----- PASSAGE SHOWN
Furthermore, it’s important to verify the accuracy of your earnings record. Since your Social Security benefits are based on your highest 35 years of earnings, any missing earnings could have a significant impact on your benefits. 

Know the effects of early or late Social Security 

Depending on when you were born, your Social Security full retirement age can be anywhere between 66 and 67 years of age. However, you don’t necessarily need to wait until full retirement age to claim your benefits — you can start receiving them as early as age 62 or as late as age 70. In fact, the majority of Americans choose to claim Social Security before reaching full retirement age.  

Therefore, one important thing to know is how your age affects your Social Security benefits. If you claim before full retirement age, your benefits will be permanently reduced. Conversely, if you wait until after your full retirement age, your benefits will be permanently increased. 

If you’re curious about how a specific claiming age could affect your benefits, first learn your full retirement age, and then apply the appropriate rule(s): 

  • If you claim Social Security early, your benefit will be reduced at the rate of 6 2/3% per year (about 0.56% per month), for as long as 36 months before your full retirement age. 
  • Beyond 36 months early, your benefit will be further reduced at the rate of 5% per year (about 0.42% per month), until as early as age 62. 
  • If you claim Social Security late, your benefit will be increased at a rate of 8% per year (about 0.67% per month), until as late as age 70. 

Know how to find your ideal claiming age 

The most popular age to claim Social Security is age 62, but that doesn’t mean that claiming early is right for everyone. There are several factors that can help you determine the ideal Social Security claiming age for you. 

Just to name a few examples, you might want to claim Social Security early if: 

  • You lose your job, or your health prevents you from working. 
  • You’re in poor health, or don’t expect to live to the average American’s life expectancy. 
  • You retire early. 
  • Your spouse is going to collect a spousal benefit on your work record and has reached his or her full retirement age. 

Conversely, you may want to delay Social Security if: 

  • You plan to keep working beyond your full retirement age. 
  • You want the maximum possible monthly benefit.
----------
----- DATA EXTRACTS
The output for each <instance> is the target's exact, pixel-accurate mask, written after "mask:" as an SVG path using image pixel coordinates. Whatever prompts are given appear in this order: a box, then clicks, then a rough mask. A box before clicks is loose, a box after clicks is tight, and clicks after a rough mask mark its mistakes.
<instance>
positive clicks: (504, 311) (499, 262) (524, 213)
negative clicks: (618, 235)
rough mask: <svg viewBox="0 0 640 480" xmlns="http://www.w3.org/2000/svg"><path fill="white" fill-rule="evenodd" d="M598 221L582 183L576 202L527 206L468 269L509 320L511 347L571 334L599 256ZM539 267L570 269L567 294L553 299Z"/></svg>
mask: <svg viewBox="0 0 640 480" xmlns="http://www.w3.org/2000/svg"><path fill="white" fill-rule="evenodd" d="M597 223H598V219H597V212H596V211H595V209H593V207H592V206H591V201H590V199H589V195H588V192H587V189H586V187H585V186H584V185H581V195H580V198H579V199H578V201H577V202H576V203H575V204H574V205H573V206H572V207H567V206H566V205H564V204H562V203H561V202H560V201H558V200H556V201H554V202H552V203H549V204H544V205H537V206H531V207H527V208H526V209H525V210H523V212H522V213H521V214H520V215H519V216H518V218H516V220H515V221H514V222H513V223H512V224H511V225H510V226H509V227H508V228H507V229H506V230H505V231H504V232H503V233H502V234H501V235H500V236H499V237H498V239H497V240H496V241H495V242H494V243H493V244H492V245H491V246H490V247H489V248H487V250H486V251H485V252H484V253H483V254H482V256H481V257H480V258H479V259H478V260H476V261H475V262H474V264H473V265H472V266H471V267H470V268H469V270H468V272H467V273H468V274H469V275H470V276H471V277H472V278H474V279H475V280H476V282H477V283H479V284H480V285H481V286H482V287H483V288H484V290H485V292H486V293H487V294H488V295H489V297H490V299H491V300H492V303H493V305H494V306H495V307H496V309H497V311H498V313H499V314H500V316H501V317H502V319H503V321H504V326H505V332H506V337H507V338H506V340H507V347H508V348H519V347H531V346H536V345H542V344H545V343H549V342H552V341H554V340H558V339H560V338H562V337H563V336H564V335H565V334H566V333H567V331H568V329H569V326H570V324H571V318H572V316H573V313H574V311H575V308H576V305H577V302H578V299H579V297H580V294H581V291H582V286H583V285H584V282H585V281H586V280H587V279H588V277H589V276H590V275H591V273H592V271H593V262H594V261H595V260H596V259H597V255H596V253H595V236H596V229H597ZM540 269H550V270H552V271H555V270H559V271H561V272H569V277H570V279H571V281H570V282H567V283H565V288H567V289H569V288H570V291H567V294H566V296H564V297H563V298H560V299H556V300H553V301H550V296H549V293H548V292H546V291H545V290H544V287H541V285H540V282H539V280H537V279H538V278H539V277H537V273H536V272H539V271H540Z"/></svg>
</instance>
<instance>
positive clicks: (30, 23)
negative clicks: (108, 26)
----------
● **EXERCISE A**: Reproduce the Social Security passage from "Depending on when" to "reaching full retirement age.".
● **EXERCISE B**: According to the Social Security passage, at what yearly rate does a benefit increase when someone claims after full retirement age?
● **EXERCISE C**: Go on with the Social Security passage from its final line.

● **EXERCISE RESPONSE A**:
Depending on when you were born, your Social Security full retirement age can be anywhere between 66 and 67 years of age. However, you don’t necessarily need to wait until full retirement age to claim your benefits — you can start receiving them as early as age 62 or as late as age 70. In fact, the majority of Americans choose to claim Social Security before reaching full retirement age.

● **EXERCISE RESPONSE B**: 8% per year (about 0.67% per month)

● **EXERCISE RESPONSE C**:
  • You’re in great health and/or have a family history of longevity. 

Consider your spouse’s situation, too 

The fourth bullet point under the reasons to claim early may seem confusing, so let me explain a bit further. 

Social Security has a program known as “spousal benefits” that provides much-needed retirement income to spouses who didn’t work or earned relatively little throughout their lifetimes. For example, stay-at-home parents often qualify for spousal benefits when they reach Social Security age. 

While there’s much more to spousal benefits than I can explain in a few paragraphs, the general idea is that at full retirement age, spouses who qualify will receive a total retirement benefit equal to one-half of the higher earning spouse’s full retirement benefit. In other words, if you are entitled to $1,600 per month and your spouse never worked, he or she could get a spousal benefit of $800 based on your work record. 

One key point to remember is that there’s no such thing as delayed retirement credit for spousal benefits — that is, there’s no reason to delay a spousal benefit beyond full retirement age. And the primary earner must be collecting their own retirement benefit before a spousal benefit can be paid. 

The point is that even if you can get a higher Social Security benefit by waiting, it rarely pays to delay a spousal benefit beyond your spouse’s full retirement age.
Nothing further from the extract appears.